Revise everything from the line containing "Point to the metal" down to the line containing "x=313, y=260", substituting "railing" for "crowd barrier" and leaving all else unchanged. Give only those lines.

Collected data entries.
• • • •

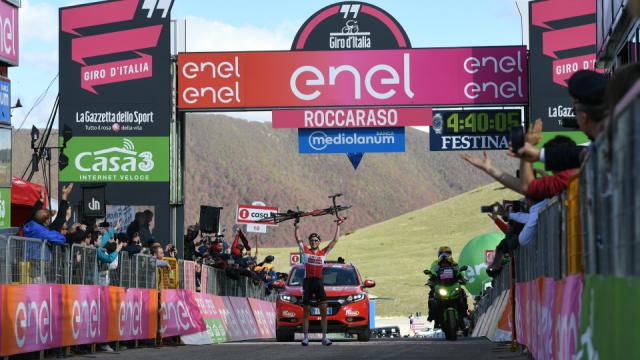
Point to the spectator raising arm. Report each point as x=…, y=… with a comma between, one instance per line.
x=335, y=236
x=505, y=179
x=61, y=217
x=296, y=233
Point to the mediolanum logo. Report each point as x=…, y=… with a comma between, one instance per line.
x=116, y=159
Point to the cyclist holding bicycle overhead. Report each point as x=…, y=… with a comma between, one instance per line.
x=313, y=285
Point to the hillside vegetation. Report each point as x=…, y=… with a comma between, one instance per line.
x=394, y=252
x=231, y=161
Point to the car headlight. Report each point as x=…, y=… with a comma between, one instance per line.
x=356, y=297
x=288, y=298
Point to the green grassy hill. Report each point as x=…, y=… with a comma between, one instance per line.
x=394, y=252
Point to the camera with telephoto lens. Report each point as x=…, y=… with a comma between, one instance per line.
x=516, y=137
x=489, y=208
x=570, y=123
x=513, y=206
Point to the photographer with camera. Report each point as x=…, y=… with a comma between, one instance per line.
x=522, y=227
x=528, y=185
x=587, y=89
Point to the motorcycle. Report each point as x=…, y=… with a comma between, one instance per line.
x=448, y=296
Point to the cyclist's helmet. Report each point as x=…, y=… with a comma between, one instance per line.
x=444, y=251
x=314, y=236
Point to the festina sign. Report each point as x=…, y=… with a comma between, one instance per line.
x=250, y=214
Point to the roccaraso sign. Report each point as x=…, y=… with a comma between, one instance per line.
x=272, y=80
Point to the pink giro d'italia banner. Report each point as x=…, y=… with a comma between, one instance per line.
x=32, y=318
x=402, y=77
x=85, y=314
x=179, y=314
x=9, y=36
x=265, y=317
x=132, y=314
x=548, y=316
x=244, y=316
x=351, y=118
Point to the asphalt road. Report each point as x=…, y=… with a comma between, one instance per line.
x=404, y=349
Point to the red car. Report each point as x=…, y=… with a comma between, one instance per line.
x=347, y=303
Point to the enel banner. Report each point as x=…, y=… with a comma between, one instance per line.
x=289, y=79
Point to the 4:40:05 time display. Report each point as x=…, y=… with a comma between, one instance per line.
x=472, y=121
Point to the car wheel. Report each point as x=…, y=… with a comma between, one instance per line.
x=284, y=336
x=364, y=335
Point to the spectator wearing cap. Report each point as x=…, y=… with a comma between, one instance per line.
x=133, y=247
x=587, y=89
x=536, y=189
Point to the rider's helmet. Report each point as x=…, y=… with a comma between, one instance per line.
x=314, y=236
x=444, y=251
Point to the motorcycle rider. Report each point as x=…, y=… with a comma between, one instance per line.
x=445, y=261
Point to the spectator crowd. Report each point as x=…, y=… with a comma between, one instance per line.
x=235, y=260
x=594, y=96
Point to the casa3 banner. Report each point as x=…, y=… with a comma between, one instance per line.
x=115, y=102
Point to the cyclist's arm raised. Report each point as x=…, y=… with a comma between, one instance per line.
x=297, y=235
x=335, y=236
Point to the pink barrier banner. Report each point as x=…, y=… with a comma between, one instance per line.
x=351, y=118
x=85, y=314
x=1, y=315
x=567, y=316
x=548, y=316
x=32, y=319
x=212, y=310
x=265, y=317
x=230, y=321
x=245, y=318
x=179, y=314
x=9, y=36
x=132, y=314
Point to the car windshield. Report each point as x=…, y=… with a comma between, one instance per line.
x=333, y=276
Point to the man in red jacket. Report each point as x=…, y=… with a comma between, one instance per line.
x=536, y=189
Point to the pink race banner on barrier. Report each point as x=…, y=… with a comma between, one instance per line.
x=212, y=309
x=351, y=118
x=567, y=316
x=402, y=77
x=9, y=36
x=85, y=314
x=131, y=314
x=179, y=314
x=548, y=316
x=32, y=319
x=265, y=318
x=244, y=316
x=229, y=320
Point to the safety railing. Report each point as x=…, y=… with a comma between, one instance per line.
x=33, y=261
x=610, y=200
x=144, y=271
x=84, y=265
x=499, y=284
x=543, y=256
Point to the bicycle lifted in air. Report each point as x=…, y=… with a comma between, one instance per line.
x=335, y=209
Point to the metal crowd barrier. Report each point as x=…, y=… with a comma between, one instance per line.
x=544, y=255
x=144, y=271
x=84, y=265
x=33, y=261
x=610, y=200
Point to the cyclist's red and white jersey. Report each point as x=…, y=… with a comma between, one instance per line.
x=313, y=260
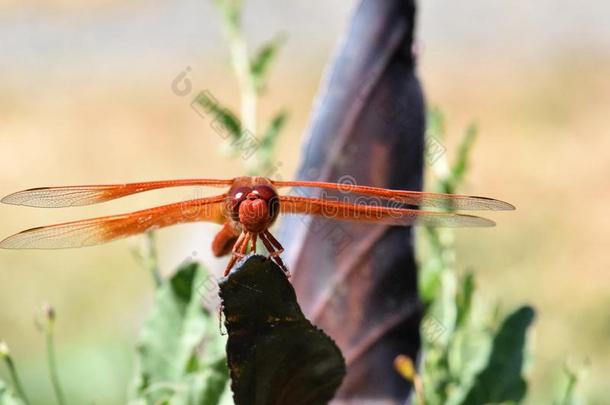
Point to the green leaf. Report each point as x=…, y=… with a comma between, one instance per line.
x=463, y=299
x=225, y=122
x=276, y=356
x=259, y=66
x=7, y=396
x=180, y=352
x=501, y=379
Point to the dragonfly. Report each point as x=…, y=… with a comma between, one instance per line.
x=245, y=212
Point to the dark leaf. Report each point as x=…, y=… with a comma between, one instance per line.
x=356, y=281
x=501, y=379
x=276, y=356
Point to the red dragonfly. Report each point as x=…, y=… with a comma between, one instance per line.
x=246, y=211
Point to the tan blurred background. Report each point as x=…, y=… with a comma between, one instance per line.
x=85, y=97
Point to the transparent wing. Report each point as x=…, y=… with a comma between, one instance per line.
x=417, y=198
x=105, y=229
x=70, y=196
x=378, y=214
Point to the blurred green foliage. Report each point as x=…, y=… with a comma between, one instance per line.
x=180, y=355
x=471, y=354
x=252, y=73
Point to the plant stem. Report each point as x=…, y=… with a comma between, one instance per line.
x=16, y=380
x=50, y=341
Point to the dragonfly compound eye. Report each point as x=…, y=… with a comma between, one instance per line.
x=234, y=200
x=269, y=194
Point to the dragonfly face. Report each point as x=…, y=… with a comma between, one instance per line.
x=252, y=204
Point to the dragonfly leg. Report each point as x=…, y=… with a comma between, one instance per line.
x=274, y=254
x=254, y=237
x=278, y=246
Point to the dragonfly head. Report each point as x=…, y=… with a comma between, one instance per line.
x=254, y=206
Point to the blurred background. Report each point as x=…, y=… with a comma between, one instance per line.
x=86, y=98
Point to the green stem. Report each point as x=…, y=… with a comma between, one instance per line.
x=16, y=380
x=53, y=364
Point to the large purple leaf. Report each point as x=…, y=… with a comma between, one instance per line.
x=355, y=281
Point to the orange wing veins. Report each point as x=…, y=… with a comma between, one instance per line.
x=105, y=229
x=417, y=198
x=378, y=214
x=55, y=197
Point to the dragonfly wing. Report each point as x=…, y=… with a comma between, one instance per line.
x=70, y=196
x=378, y=214
x=417, y=198
x=105, y=229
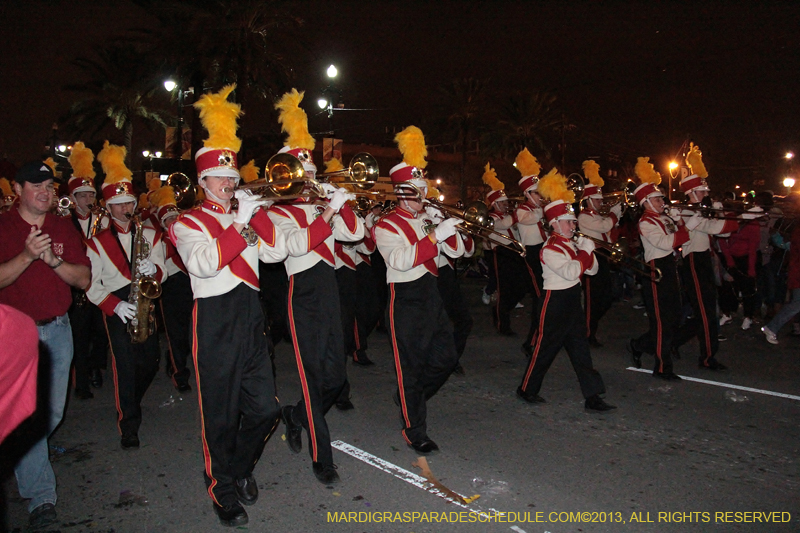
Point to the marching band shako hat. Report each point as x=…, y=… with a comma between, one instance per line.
x=411, y=143
x=697, y=180
x=649, y=180
x=117, y=187
x=529, y=167
x=553, y=187
x=498, y=193
x=83, y=174
x=594, y=189
x=218, y=155
x=294, y=121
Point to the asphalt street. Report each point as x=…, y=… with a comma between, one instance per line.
x=675, y=456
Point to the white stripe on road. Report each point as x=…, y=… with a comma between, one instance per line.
x=401, y=473
x=726, y=385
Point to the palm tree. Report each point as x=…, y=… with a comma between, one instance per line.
x=120, y=88
x=526, y=120
x=465, y=98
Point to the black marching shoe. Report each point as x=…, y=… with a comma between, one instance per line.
x=424, y=446
x=130, y=441
x=667, y=376
x=596, y=403
x=246, y=490
x=636, y=355
x=232, y=515
x=42, y=516
x=294, y=431
x=713, y=364
x=326, y=474
x=530, y=398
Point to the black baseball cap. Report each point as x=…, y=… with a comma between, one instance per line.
x=34, y=172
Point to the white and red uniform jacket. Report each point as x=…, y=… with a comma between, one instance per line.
x=216, y=255
x=529, y=224
x=309, y=239
x=658, y=237
x=593, y=224
x=111, y=268
x=563, y=263
x=406, y=242
x=700, y=237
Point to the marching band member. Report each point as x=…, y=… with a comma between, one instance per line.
x=561, y=323
x=697, y=268
x=449, y=287
x=598, y=296
x=531, y=234
x=176, y=299
x=662, y=299
x=114, y=266
x=311, y=229
x=421, y=332
x=221, y=249
x=88, y=332
x=509, y=266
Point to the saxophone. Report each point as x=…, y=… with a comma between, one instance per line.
x=144, y=289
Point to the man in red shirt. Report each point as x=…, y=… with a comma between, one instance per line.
x=41, y=257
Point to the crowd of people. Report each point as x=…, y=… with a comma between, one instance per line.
x=315, y=271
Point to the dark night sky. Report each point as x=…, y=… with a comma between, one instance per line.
x=635, y=78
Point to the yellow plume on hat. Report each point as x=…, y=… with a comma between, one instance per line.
x=490, y=178
x=411, y=143
x=5, y=187
x=645, y=171
x=527, y=164
x=250, y=171
x=219, y=118
x=112, y=159
x=554, y=187
x=591, y=169
x=163, y=196
x=81, y=161
x=294, y=121
x=695, y=161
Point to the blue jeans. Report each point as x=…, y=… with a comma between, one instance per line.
x=35, y=477
x=786, y=313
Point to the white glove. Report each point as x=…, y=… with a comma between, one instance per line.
x=446, y=229
x=146, y=267
x=248, y=204
x=587, y=245
x=339, y=198
x=435, y=213
x=694, y=221
x=125, y=311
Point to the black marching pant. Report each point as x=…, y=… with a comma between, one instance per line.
x=176, y=308
x=235, y=388
x=561, y=325
x=512, y=285
x=316, y=328
x=534, y=263
x=456, y=308
x=598, y=295
x=663, y=303
x=697, y=275
x=424, y=350
x=89, y=339
x=134, y=367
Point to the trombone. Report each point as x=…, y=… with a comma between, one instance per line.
x=619, y=254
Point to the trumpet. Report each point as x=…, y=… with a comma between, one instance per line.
x=477, y=222
x=619, y=254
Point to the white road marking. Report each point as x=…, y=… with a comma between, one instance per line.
x=726, y=385
x=402, y=474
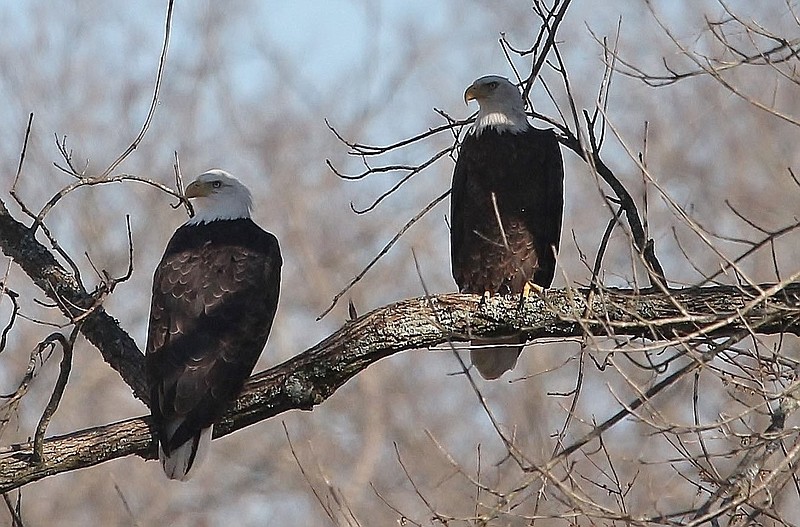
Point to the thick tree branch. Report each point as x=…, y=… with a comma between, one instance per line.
x=314, y=375
x=19, y=243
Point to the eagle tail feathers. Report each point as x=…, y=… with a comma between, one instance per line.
x=495, y=356
x=180, y=462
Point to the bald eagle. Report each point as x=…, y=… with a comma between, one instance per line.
x=505, y=209
x=215, y=294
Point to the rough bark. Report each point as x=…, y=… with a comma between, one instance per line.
x=314, y=375
x=19, y=243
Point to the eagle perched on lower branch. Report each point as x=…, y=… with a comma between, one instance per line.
x=505, y=209
x=215, y=294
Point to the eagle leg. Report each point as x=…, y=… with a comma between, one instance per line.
x=485, y=297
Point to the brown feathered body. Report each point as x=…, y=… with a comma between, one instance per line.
x=215, y=294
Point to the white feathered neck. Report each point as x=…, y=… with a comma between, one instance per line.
x=217, y=195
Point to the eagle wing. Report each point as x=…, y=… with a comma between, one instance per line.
x=211, y=313
x=518, y=178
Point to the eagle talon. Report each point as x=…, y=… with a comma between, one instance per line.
x=529, y=289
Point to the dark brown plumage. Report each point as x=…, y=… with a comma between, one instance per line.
x=510, y=171
x=215, y=294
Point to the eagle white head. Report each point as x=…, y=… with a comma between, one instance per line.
x=218, y=195
x=500, y=105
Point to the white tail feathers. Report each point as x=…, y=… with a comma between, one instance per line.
x=181, y=462
x=493, y=361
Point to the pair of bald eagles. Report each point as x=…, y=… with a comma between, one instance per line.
x=215, y=291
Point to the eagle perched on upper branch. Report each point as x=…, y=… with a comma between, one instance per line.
x=215, y=294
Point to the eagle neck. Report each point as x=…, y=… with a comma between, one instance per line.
x=500, y=122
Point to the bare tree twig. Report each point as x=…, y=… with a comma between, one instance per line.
x=314, y=375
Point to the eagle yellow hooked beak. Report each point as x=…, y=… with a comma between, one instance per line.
x=197, y=189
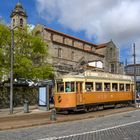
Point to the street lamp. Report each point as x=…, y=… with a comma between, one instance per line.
x=134, y=75
x=11, y=68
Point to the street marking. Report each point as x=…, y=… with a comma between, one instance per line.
x=95, y=131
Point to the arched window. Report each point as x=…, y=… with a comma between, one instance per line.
x=21, y=22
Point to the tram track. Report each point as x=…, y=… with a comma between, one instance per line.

• • • •

Solution for this task.
Point to the metal railing. Report each point as x=…, y=… with a comma between, one instance per line.
x=544, y=255
x=144, y=271
x=84, y=265
x=33, y=261
x=610, y=200
Point to the cyclist's red and white jersey. Report each point as x=…, y=… with a comma between, one instance per line.
x=313, y=260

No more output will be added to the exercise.